- **Problems to work on**:
(a) In the walk report about Beacon Fell, what year was the sculpture "Orme Sight" created?
(b) Continue the Beacon Fell walk report from its last sentence.

## Begin Page extract

The sign at the back of the Memorial Seat at Bowland Visitor's Centre starts today's report.
There's little doubt that I'm at the right place !
A quick sandwich lunch in the car park and a coffee in the visitor's centre where I picked up a local leaflet about the park
and I'm off into new territory for an hours walk with the dogs.
The sculpture is in fact " Orme Sight " created on site in 1996 by Thompson Dagnall
and celebrates the park and its position as a viewpoint over Lancashire, the coast and presumably the Great Orme of North Wales.
If you visit then go round behind it and see the view through his eye(s).
There is a network of wheelchair friendly paths and they advertise " Tramper Hire "
It is different geology round here and consequently the walls reflect the local Millstone Grit.
There seems to be some rebuilding of the walls in the park, perhaps as a result of stone walling courses at the centre.
Another Thompson Dagnall sculpture . . . the " Walking Snake "
showing about half of the body / tail of the snake. ( I forgot to take a picture of it from further back as I had already started walking along it )
The fine head of the snake, reminiscent of Kaa from the Jungle Book
A short walk finds me at the summit of Beacon Fell.

## End Page extract
## Begin Raw data

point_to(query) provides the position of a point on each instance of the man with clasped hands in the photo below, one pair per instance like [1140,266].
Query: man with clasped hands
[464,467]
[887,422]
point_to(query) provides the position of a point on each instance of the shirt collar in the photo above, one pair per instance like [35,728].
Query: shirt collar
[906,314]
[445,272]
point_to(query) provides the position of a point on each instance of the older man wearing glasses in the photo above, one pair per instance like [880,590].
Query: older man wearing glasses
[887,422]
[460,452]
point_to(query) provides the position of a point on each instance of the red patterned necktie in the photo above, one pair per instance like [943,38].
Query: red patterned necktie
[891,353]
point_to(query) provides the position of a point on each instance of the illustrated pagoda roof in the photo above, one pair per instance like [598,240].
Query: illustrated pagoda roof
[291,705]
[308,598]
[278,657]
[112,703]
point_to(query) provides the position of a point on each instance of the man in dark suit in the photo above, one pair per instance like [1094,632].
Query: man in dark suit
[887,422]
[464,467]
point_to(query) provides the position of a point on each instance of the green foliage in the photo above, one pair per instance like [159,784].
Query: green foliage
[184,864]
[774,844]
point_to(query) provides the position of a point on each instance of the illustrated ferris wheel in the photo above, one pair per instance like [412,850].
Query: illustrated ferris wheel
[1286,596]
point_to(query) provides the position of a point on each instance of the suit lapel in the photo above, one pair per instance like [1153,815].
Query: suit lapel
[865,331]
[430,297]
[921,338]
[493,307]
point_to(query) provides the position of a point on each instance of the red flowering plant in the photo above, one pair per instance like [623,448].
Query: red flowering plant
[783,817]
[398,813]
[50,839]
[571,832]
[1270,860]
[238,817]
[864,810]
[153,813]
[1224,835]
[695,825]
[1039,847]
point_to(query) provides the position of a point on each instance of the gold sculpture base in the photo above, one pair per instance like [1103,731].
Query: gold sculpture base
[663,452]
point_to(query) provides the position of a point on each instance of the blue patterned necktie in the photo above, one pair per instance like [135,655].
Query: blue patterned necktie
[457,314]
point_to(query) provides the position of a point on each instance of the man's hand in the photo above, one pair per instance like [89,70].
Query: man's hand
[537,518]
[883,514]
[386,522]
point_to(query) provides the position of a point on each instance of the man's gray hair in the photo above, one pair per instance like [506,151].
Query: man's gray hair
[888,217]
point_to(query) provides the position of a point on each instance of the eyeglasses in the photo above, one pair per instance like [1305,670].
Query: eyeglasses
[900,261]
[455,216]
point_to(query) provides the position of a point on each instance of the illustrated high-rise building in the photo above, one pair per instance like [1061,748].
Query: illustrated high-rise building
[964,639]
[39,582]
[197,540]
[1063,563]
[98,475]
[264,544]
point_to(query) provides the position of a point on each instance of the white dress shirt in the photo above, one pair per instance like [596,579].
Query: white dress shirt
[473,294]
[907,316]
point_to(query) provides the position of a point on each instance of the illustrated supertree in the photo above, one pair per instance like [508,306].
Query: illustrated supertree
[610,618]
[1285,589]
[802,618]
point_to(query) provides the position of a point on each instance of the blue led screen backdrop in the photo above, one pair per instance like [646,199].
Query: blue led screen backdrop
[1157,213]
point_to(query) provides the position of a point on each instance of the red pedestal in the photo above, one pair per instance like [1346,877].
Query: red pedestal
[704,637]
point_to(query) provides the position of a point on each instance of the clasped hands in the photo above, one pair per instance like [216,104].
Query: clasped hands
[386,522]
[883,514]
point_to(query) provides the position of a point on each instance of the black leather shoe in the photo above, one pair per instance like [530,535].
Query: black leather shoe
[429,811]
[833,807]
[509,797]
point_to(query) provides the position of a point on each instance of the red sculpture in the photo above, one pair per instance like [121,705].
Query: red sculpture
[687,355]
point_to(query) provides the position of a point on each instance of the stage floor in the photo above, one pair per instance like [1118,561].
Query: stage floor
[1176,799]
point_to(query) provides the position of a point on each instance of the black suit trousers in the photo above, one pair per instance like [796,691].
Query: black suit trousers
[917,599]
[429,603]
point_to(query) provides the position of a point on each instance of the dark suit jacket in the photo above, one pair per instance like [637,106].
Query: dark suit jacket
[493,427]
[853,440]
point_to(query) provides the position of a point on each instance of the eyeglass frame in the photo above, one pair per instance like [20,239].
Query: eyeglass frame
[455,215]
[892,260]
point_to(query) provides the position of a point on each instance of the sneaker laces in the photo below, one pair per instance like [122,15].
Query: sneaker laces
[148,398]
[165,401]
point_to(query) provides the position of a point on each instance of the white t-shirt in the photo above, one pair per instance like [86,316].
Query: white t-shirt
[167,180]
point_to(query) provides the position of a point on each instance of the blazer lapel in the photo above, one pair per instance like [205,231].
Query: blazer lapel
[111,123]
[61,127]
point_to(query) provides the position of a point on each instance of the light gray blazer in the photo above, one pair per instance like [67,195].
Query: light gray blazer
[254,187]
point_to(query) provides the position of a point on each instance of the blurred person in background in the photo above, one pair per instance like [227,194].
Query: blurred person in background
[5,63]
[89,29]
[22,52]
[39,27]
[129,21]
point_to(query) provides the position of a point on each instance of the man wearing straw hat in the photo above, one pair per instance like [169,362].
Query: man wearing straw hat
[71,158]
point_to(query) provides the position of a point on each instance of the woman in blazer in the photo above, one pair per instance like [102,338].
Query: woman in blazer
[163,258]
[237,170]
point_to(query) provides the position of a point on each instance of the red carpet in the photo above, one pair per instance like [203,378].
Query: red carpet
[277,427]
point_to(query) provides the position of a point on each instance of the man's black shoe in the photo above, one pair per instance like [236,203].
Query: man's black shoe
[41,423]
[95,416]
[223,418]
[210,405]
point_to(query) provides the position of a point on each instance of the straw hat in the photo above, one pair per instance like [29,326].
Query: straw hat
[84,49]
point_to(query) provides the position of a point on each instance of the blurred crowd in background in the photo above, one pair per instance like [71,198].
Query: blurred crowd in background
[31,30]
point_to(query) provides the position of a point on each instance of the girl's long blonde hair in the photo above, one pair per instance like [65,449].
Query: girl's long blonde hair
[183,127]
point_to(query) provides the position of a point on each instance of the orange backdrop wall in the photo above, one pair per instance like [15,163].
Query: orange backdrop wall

## End Raw data

- **Per-task outputs**:
(a) 1996

(b)
[ If you like your gratification deferred, then reverse this route and arrive here towards the end of the walk ]
Beacon Hill is named after a fire beacon that was lit on its summit, part of a national network of communication beacons in the days before wireless or telegraphy. A flame was lit here to signify the actual occurrence of an event such as a battle, an invasion, a coronation or similar that had been notified in advance by messages passed by hand or mail coach.
Before the trees were planted it commanded a full 360 degree view.
The top itself is more or less clear of trees
so I walk across the moorland summit area and take a path around the inner perimeter of the woods.
A small but delightful artificial circular pool with an island in the centre.
Rich lakeside vegetation surrounds the water's edge.
Just the place for a muddy swim !
Looking back across at the thicker part of the forest.
" Scary Moment " seat for Harry.
The scary moment actually came a few seconds before as Harry emerged from the thicket
and visibly jumped as he spotted this forest beast out of the corner of his eye.
Extensive views over the Lancashire plains and Preston.
Time to get back and meet up with Ann.
Back at the Bowland Centre and that new section of wall.
No time for a second cup of tea . . . due to the information passed by mobile phone technology . . . " I'm ready to go home ! "
Beacon Hill has a one way circular drive around the circumference
so after a road side view of Fair Snape Fell and Parlick Hill, it was time to get back to town.
- - - o o o - - -
Technical note: Pictures taken with either Ann's Canon 75 or my Canon G10 digital camera.
Resized in Photoshop, and built up on a Dreamweaver web builder.
This site best viewed with . . . the miracles of modern science.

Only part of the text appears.